-- DOCUMENT TEXT --
▼▼▼

People Who Use Firefox or Chrome Are Better Employees
By: Joe Pinsker
There was a time when the browser you used was nothing more than a matter of taste or subtle self-expression. Safari was for Apple purists, Chrome for the fleet of foot, Firefox for the universally compatible, and Internet Explorer for the masochistic. But in the end, they all ended up doing more or less the same thing, just with marginally different visual styles and at marginally different speeds.
But in the world of Big Data, everything means something. Cornerstone OnDemand, a company that sells software that helps employers recruit and retain workers, analyzed data on about 50,000 people who took its 45-minute online job assessment (which is like a thorough personality test) and then were successfully hired at a firm using its software. These candidates ended up working customer-service and sales jobs for companies in industries such as telecommunications, retail, and hospitality.
Cornerstone’s researchers found that people who took the test on a non-default browser, such as Firefox or Chrome, ended up staying at their jobs about 15 percent longer than those who stuck with Safari or Internet Explorer. They performed better on the job as well. (These statistics were roughly the same for both Mac and PC users.)
The Percentage of Employees Who Stayed at a Company, by Browser, Over Time
Cornerstone OnDemand
Michael Housman, the chief analytics officer at Cornerstone, said that while the company’s research hasn’t identified anything to suggest causality, he does have a theory as to why this correlation exists. “I think that the fact that you took the time to install Firefox on your computer shows us something about you. It shows that you’re someone who is an informed consumer,” he told Freakonomics Radio. “You’ve made an active choice to do something that wasn’t default.”

▲▲▲

[Referring expression data]

▼▼▼

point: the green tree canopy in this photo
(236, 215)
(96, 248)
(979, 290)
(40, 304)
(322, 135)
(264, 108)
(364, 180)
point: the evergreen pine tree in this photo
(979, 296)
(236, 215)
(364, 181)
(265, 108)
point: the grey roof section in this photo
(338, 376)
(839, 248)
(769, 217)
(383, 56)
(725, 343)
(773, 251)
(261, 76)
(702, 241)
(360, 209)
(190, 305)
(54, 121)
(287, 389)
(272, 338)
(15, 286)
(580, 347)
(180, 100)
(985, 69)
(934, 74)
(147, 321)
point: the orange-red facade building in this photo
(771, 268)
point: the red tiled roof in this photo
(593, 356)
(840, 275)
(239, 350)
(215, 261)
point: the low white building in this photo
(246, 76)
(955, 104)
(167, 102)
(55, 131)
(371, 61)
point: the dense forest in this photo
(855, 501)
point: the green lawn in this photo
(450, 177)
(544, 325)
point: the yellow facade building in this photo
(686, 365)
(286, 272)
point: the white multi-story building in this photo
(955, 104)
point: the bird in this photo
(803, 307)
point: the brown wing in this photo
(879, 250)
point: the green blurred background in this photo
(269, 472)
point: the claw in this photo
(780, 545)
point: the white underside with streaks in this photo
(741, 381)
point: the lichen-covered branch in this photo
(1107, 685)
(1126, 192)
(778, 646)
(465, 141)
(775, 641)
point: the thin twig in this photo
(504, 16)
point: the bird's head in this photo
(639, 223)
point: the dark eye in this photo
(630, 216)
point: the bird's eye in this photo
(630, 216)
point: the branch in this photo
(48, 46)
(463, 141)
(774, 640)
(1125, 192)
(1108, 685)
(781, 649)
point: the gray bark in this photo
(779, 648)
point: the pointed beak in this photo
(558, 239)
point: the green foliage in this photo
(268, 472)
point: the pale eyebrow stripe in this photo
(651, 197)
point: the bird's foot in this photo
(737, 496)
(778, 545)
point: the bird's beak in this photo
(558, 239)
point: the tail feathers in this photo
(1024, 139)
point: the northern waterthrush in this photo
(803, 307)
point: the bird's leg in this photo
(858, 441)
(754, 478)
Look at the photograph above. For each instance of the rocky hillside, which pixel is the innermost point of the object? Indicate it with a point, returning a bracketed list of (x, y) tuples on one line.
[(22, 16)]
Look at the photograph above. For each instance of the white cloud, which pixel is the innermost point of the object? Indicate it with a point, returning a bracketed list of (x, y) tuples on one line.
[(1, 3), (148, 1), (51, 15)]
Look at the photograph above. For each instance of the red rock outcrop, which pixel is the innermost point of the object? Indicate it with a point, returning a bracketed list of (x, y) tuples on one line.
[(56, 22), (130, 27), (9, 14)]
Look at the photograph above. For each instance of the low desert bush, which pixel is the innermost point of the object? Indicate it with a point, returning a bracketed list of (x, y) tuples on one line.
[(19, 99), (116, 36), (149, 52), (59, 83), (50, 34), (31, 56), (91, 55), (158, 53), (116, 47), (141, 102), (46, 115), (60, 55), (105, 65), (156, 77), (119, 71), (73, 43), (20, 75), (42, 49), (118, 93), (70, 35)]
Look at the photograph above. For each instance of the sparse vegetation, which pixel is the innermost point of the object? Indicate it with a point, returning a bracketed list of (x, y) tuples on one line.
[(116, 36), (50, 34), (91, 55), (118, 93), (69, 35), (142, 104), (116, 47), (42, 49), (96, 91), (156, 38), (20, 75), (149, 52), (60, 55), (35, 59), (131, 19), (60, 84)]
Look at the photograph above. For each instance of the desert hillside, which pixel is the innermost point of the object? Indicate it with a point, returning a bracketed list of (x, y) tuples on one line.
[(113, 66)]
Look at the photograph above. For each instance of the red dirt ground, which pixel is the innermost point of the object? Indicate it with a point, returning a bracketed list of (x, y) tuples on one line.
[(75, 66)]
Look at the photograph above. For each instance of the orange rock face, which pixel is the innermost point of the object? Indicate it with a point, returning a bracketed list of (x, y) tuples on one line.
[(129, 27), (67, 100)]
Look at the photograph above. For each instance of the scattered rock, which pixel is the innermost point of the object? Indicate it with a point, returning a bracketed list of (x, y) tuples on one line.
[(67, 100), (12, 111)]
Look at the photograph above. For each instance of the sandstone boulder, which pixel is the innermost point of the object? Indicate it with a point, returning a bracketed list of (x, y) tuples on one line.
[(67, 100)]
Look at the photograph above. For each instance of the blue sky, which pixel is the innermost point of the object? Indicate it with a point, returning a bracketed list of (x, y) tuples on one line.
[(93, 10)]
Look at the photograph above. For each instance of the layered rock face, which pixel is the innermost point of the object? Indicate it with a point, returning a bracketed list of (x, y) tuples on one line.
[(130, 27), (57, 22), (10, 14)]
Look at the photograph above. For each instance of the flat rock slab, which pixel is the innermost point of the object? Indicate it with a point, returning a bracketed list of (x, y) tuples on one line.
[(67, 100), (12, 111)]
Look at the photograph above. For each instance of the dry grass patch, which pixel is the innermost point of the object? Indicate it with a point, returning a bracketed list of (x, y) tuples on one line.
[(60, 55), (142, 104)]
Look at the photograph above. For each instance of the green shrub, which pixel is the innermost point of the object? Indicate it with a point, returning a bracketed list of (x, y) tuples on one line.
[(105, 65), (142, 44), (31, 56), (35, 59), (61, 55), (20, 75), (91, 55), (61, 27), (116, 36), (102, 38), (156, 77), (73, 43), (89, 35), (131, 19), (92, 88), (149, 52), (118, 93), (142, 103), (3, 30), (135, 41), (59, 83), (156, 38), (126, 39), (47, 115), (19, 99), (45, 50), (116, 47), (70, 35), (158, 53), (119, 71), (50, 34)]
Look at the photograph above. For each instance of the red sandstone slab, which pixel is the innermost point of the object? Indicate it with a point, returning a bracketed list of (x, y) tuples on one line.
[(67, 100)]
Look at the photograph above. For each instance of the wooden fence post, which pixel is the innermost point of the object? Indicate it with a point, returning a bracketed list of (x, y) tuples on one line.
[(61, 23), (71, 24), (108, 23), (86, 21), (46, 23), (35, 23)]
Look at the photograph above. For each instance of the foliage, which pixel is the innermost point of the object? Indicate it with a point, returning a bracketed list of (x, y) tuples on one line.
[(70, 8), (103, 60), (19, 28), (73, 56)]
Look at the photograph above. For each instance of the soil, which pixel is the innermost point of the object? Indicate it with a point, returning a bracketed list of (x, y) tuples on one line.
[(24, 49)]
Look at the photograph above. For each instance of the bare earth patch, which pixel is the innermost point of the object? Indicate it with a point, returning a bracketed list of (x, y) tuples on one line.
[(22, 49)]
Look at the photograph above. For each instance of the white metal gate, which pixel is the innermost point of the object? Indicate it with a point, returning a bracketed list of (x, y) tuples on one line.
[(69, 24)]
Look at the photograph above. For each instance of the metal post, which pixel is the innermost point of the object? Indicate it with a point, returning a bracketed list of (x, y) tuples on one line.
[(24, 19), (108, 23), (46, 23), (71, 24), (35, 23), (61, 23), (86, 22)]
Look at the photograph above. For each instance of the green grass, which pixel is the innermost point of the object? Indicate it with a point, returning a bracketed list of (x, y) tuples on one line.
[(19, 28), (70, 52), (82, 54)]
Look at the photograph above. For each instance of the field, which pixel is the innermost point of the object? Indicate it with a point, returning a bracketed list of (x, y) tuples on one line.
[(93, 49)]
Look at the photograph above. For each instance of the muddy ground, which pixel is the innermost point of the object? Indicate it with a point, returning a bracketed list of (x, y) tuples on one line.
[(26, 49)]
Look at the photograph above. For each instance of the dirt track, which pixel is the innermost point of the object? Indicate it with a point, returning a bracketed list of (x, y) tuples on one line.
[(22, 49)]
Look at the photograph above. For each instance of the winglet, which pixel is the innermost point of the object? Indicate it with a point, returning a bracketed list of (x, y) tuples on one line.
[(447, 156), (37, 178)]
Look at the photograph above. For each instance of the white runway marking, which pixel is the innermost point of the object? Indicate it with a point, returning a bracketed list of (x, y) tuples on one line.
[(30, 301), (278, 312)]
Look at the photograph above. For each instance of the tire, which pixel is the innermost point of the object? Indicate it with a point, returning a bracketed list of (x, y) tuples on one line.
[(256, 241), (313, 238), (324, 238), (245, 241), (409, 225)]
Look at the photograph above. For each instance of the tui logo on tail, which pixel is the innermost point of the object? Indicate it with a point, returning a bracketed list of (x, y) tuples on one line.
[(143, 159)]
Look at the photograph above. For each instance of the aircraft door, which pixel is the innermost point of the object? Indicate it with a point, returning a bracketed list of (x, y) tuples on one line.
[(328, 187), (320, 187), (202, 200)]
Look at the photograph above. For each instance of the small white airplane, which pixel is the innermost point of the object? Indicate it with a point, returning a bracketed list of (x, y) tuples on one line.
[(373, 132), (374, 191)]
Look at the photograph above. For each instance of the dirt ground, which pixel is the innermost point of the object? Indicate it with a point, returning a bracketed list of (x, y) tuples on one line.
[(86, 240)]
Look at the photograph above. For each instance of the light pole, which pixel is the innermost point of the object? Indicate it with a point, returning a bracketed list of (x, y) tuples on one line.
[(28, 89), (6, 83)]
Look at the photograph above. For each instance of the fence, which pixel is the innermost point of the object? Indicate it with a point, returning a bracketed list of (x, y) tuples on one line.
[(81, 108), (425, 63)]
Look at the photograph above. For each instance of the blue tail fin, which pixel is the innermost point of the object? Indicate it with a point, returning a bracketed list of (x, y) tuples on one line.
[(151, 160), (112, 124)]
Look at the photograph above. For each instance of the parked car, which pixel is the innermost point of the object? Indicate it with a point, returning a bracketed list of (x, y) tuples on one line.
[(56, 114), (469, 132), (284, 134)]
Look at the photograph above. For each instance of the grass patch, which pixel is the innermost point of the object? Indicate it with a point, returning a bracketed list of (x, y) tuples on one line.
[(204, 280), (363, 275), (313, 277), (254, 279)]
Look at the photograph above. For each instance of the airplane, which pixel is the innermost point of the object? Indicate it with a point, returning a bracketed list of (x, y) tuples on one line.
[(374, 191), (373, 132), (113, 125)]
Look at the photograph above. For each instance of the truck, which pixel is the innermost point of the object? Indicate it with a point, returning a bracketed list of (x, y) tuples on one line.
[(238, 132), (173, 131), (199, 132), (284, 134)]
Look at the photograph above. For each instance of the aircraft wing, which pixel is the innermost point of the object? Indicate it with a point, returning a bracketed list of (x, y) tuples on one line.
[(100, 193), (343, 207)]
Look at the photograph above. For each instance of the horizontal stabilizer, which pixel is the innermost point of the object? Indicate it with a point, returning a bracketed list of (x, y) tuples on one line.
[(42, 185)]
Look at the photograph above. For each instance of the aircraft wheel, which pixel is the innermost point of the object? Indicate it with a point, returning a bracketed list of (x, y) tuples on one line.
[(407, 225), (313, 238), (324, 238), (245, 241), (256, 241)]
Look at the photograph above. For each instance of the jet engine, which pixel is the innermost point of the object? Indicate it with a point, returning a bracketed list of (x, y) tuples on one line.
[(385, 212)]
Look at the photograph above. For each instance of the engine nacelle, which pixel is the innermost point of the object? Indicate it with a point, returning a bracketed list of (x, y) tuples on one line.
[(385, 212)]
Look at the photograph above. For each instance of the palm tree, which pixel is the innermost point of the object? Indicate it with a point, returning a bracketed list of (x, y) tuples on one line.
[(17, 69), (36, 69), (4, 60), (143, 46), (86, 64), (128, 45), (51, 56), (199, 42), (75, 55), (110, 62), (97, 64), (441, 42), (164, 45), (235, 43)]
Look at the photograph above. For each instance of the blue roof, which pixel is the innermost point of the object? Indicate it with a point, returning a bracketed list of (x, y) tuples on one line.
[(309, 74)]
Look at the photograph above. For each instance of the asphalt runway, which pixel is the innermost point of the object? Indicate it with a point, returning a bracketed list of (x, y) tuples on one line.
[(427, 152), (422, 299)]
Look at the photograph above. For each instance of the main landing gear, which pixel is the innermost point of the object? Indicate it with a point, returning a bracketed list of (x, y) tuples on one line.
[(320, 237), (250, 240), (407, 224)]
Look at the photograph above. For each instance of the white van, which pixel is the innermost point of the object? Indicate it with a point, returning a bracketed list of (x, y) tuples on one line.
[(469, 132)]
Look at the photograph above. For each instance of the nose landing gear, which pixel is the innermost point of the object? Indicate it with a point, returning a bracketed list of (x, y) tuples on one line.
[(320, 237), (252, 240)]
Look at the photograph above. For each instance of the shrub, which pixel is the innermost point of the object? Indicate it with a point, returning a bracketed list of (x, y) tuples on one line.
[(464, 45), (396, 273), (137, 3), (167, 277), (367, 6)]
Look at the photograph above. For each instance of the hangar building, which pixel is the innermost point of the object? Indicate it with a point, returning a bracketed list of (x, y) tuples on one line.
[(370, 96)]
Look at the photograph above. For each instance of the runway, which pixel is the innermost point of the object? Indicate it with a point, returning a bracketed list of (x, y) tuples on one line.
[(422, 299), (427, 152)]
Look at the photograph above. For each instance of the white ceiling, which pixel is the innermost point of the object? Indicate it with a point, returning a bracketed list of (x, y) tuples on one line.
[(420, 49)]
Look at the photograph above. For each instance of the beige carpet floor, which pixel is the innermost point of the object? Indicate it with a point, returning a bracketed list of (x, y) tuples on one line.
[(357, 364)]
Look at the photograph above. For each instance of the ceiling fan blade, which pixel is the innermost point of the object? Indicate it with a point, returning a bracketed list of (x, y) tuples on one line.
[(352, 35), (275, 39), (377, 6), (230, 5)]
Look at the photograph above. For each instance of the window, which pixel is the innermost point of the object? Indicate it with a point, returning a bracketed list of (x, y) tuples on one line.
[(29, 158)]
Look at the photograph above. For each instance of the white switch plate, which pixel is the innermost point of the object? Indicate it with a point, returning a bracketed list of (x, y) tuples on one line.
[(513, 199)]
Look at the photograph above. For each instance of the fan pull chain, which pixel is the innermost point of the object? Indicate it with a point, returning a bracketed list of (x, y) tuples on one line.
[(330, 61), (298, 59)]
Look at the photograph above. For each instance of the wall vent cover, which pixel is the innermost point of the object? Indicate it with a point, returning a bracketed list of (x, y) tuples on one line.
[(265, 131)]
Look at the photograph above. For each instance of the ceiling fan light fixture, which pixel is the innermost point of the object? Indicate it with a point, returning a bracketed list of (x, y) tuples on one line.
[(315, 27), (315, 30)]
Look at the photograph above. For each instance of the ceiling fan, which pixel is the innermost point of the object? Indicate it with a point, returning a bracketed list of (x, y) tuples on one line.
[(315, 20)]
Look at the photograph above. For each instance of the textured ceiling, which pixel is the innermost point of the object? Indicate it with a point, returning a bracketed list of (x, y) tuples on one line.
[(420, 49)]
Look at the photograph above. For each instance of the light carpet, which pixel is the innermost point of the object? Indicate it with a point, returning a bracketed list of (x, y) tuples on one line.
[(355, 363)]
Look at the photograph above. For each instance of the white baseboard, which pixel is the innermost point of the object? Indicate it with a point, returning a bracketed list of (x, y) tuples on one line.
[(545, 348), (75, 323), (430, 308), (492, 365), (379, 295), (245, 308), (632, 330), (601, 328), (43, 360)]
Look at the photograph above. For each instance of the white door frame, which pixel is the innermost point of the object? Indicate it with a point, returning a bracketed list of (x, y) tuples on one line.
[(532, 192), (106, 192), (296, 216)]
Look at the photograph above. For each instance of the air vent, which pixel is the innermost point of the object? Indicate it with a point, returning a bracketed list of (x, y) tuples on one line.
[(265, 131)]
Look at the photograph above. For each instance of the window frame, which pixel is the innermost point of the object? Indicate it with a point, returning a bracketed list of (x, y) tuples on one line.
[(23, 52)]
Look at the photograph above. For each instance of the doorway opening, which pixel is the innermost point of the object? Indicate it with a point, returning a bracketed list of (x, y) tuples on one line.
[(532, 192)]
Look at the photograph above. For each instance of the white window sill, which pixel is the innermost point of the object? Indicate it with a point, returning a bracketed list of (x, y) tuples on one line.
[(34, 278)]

▲▲▲

-- WHAT YOU SHOULD DO --
According to the article on browser choice and employees, how much longer did people who took the test on a non-default browser stay at their jobs?

-- REPLY --
They stayed about 15 percent longer than those who used Safari or Internet Explorer.